**Text extract:**
But it turns out that the skeptics that pointed out that the only people who would gain from the cash windfall created by the end of international sanctions on Iran were those already connected to the regime. As the New York Times points out today, despite the vast sums that are already flooding into their economy, “little or nothing is trickling down to the lower levels of Iran’s beleaguered but still enormous private sector.” The beneficiaries of the West’s largesse are the large state-run companies that are the economic arm of the regime. Ultimately, the money will also wind up finding its way into the hands of a large part of the economy run by the IRGC.
The Times puts some of the blame for this on the unwillingness of Congress to lift all sanctions on Iran. The banking restrictions still in place make it harder for private companies because they don’t have the cash to compete with the state-run sector. But while there is some truth to this, it misses the basic point about dealing with the Iranian economy. Money that is funneled to the Iranians will always wind up helping the government or its military/terror arm because that is the way the system is set up to work. Ending financial restrictions won’t enrich ordinary Iranians, let alone force the government to change. To the contrary, doing so means giving the regime even more cash since they will always find ways to restrict private businesses.
That this should be the case shouldn’t surprise anyone. Authoritarian regimes are primarily interested in their own survival, not bettering the lives of those they tyrannize. While, in a best case scenario, there might eventually be enough economic development to expand and enrich the private sector, analogies between China (whose totalitarian rulers have exchanged economic freedom for continued political despotism) and Iran. The theocrats in Tehran still see themselves as revolutionaries bent on achieving regional hegemony, not players in the global economy. The state sector is prioritized not just because they’ve got the cash on hand but also because the prosperity of those companies is integral to the survival of the Islamic Republic.
What this means in both the short term is that the money that goes into Iran is going to bolster the ayatollahs’ grip on power, not loosen it. The Tehran gold rush will also mean that the IRGC will soon be able to devote even more resources to strengthening terror groups like Hezbollah and continuing their private war on Israel. But the impact goes deeper than that. Social change, let alone political reform will become less likely because the West will have given the regime the tools to increase their muscle and to suppress dissent.
Nor will this do the Western firms now getting into bed with government-run businesses much good in the long run. As is the case whenever capitalists rely on states that don’t believe in the rule of law, they are making a losing bet with their money since the state always prevails in Iran.

Coordinate annotation entries

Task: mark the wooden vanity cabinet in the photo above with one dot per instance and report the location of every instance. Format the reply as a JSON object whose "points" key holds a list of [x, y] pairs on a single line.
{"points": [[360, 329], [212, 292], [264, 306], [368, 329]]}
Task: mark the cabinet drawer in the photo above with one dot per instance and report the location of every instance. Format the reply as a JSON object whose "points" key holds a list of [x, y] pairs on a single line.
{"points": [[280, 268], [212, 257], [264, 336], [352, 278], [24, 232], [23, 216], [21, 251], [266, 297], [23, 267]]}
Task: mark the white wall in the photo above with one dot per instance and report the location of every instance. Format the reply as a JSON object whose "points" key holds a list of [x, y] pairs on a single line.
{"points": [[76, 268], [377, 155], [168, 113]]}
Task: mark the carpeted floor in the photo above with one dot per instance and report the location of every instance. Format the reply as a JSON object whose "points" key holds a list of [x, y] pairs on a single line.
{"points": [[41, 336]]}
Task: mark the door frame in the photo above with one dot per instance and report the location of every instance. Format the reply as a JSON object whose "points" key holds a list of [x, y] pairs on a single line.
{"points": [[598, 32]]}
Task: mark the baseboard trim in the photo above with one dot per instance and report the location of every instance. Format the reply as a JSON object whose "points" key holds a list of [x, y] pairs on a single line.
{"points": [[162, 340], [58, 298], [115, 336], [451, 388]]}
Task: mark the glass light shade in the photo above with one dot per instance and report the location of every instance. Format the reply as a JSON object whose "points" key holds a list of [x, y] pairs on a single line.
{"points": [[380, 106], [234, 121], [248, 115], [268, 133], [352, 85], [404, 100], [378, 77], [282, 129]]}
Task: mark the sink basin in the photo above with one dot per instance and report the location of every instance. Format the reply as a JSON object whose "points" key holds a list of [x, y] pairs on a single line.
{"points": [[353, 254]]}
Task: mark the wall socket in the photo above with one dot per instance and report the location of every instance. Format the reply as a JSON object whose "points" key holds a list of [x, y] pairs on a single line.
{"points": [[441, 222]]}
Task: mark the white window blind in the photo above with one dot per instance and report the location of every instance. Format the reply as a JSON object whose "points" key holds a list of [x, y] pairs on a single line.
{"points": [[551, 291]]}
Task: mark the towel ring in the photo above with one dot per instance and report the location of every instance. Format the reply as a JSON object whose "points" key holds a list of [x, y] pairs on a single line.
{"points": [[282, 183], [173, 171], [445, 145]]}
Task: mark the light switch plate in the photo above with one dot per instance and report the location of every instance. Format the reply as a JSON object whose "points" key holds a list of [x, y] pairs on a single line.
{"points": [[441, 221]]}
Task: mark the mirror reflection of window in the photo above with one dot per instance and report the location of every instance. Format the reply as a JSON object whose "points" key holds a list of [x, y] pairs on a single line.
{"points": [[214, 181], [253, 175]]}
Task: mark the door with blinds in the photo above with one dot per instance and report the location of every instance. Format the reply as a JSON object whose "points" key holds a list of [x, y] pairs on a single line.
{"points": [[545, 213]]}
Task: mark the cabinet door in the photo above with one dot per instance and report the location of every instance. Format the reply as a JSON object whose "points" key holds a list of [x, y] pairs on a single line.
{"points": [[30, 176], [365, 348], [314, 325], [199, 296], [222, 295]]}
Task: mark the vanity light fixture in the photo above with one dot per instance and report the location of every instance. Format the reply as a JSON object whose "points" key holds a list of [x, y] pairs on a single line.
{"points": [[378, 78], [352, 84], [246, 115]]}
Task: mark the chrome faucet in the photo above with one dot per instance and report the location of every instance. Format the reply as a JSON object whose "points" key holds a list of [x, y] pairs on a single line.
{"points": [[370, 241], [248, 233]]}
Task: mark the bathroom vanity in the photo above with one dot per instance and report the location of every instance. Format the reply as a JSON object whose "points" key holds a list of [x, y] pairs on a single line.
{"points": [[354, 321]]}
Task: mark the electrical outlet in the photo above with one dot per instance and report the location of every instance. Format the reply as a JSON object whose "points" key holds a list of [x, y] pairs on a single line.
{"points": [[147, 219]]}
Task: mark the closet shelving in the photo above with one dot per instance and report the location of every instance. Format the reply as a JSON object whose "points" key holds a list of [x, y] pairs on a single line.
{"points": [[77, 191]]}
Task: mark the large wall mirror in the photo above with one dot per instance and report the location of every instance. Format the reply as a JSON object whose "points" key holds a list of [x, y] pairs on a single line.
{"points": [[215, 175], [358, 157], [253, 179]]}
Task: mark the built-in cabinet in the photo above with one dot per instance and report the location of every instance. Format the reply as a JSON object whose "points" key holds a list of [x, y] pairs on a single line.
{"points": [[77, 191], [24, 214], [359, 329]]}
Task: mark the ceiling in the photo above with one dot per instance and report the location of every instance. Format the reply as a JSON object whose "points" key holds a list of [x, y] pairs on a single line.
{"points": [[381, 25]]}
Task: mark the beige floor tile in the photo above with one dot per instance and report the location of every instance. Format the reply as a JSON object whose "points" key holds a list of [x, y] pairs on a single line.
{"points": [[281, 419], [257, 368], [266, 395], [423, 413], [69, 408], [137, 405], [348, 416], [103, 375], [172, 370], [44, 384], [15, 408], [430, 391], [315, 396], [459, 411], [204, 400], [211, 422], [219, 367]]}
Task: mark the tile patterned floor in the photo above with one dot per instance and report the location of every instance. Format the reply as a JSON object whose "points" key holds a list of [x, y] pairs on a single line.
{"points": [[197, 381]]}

**Stated problem:**
In the article on Iran sanctions, what does the Times partly blame for the private sector not benefiting? Please answer in one sentence.

**Output for this exercise:**
The Times partly blames the unwillingness of Congress to lift all sanctions on Iran.